• ITEMS:
───
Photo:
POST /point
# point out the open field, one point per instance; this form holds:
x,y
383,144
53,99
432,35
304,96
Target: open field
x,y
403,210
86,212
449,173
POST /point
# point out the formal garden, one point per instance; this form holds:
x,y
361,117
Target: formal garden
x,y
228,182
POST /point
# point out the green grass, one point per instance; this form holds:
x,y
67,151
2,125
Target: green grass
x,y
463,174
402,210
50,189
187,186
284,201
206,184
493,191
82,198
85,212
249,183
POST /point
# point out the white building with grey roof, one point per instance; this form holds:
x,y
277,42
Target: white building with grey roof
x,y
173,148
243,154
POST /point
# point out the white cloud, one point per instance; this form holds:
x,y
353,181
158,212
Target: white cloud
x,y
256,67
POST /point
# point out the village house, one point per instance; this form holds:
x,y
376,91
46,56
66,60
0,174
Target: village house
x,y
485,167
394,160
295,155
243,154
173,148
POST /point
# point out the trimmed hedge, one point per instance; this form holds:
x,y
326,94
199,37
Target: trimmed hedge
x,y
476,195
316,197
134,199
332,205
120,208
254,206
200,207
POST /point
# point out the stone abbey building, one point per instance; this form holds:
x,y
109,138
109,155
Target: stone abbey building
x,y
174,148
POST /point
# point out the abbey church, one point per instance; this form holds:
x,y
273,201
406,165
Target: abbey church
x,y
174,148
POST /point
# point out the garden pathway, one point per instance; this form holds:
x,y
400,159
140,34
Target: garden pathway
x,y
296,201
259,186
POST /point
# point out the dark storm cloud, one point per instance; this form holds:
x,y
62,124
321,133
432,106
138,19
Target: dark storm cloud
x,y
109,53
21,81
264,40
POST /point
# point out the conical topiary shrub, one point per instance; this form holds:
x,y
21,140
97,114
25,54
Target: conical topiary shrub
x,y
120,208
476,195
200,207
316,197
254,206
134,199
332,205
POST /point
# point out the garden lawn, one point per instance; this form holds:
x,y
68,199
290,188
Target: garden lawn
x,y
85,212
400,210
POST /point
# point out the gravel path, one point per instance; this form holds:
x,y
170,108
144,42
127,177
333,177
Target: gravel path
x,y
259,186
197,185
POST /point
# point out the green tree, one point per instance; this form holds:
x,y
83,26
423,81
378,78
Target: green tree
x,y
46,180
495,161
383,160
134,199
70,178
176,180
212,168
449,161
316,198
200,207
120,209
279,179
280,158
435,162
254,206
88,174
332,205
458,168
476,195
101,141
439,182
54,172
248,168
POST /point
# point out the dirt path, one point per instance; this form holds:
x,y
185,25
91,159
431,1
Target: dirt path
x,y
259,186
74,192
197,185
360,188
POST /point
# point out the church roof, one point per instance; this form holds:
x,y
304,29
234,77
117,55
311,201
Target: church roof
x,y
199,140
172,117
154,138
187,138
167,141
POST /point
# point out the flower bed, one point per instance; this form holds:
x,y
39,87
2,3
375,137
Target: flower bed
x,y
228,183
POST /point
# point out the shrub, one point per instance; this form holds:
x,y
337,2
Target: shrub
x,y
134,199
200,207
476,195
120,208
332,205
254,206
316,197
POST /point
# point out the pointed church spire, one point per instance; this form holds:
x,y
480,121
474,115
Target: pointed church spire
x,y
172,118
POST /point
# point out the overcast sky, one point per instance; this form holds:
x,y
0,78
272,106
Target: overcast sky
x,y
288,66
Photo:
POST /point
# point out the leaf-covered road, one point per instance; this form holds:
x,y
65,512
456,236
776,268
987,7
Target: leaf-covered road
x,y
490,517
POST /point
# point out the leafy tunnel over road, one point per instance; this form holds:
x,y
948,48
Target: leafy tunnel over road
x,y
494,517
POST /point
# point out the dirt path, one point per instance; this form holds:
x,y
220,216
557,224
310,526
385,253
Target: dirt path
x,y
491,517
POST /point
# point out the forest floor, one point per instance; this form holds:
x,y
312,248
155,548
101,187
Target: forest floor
───
• YOUR GOAL: Extract each line of the listing above, copying it word for word.

• IN RESPONSE:
Photo:
POST /point
# point out the open field, one point per instance; this form holds:
x,y
383,144
53,99
432,35
304,96
Target: open field
x,y
403,210
86,212
449,173
POST /point
# point out the formal garden, one point per instance; this form holds:
x,y
361,117
Target: formal garden
x,y
228,182
POST /point
# point out the green grass, one point per instance; this form holds:
x,y
67,151
2,125
Target: green grass
x,y
463,174
402,210
50,189
187,186
284,201
206,184
493,191
82,198
85,212
249,183
POST /point
# point out the white building with grey roof, one point per instance; this form holds:
x,y
277,42
Target: white building with grey roof
x,y
173,148
243,154
POST /point
# point out the white cloud, one point per instance; this form holds:
x,y
353,181
158,212
Target: white cloud
x,y
256,67
POST /point
# point out the village house, one point per instance; this form holds:
x,y
376,91
46,56
66,60
0,174
Target: village house
x,y
485,167
394,160
295,155
243,154
173,148
POST /point
# point out the trimmed hedge, one point per instance; this form holds:
x,y
326,94
199,37
Target: trimmed hedge
x,y
476,195
316,197
134,199
332,205
120,208
254,206
200,207
POST /point
# point out the stone abbey building, one point per instance; this form holds:
x,y
109,138
109,155
Target: stone abbey building
x,y
174,148
POST /point
# point out the abbey church, one point per instance; this form holds:
x,y
273,201
406,165
Target: abbey church
x,y
174,148
POST /point
# point out the garden pathway, one point per instance; this form holds:
x,y
400,159
140,34
Target: garden pathway
x,y
296,201
259,186
POST /point
# point out the dark storm cloud, one point per instance; this form holds:
x,y
62,124
321,133
432,106
138,19
Target: dark storm cloud
x,y
109,53
21,81
264,40
POST /point
# point out the conical topiary shrub, one point per instance; this form holds:
x,y
21,140
97,114
25,54
Target: conical topiary shrub
x,y
120,208
476,195
200,207
316,197
254,206
134,199
332,205
POST /point
# point out the garden lawn, one point per instance; this form holds:
x,y
68,199
290,188
Target: garden lawn
x,y
85,212
400,210
POST /point
# point out the gravel path, one point per instance; this form holds:
x,y
170,108
144,42
127,177
333,177
Target: gravel path
x,y
259,186
197,185
POST /point
# point out the green tree, one point per instance; this form holds:
x,y
83,26
423,81
378,78
Target: green tree
x,y
46,180
495,161
383,160
134,199
70,178
176,180
212,168
449,161
316,198
200,207
120,209
279,179
280,158
435,162
254,206
88,174
332,205
458,168
476,195
101,141
439,182
54,172
248,168
POST /point
# point out the dirt path, one point per instance; this form holds:
x,y
185,25
91,159
431,1
Target: dirt path
x,y
259,186
74,192
197,185
360,188
POST /point
# point out the church roof, one point per instance; this form holds:
x,y
304,29
234,77
117,55
311,201
Target: church roof
x,y
199,140
172,117
154,138
187,138
167,141
POST /point
# point out the flower bed, one point per instance; this form holds:
x,y
39,87
2,3
375,137
Target: flower bed
x,y
228,183
POST /point
# point out the shrub, one point per instance; this form holds:
x,y
337,2
Target: shrub
x,y
134,199
200,207
476,195
120,208
332,205
254,206
316,197
POST /point
# point out the pointed church spire, one point per instance; this form holds:
x,y
480,121
474,115
Target: pointed church spire
x,y
172,118
POST /point
# point out the overcast sky, one point per instance; this form holds:
x,y
0,78
272,106
Target: overcast sky
x,y
288,66
Photo:
POST /point
# point out the leaf-covered road, one point per instance; this form holds:
x,y
65,512
456,236
776,268
987,7
Target: leaf-covered road
x,y
490,517
POST /point
# point out the leafy tunnel over road, one point per instance; this form holds:
x,y
948,48
Target: leafy tunnel over road
x,y
494,517
POST /point
# point out the dirt path, one point per instance; this form holds:
x,y
220,216
557,224
310,526
385,253
Target: dirt path
x,y
491,517
POST /point
# point out the forest floor, one point per instance; this form holds:
x,y
312,248
155,548
101,187
Target: forest floor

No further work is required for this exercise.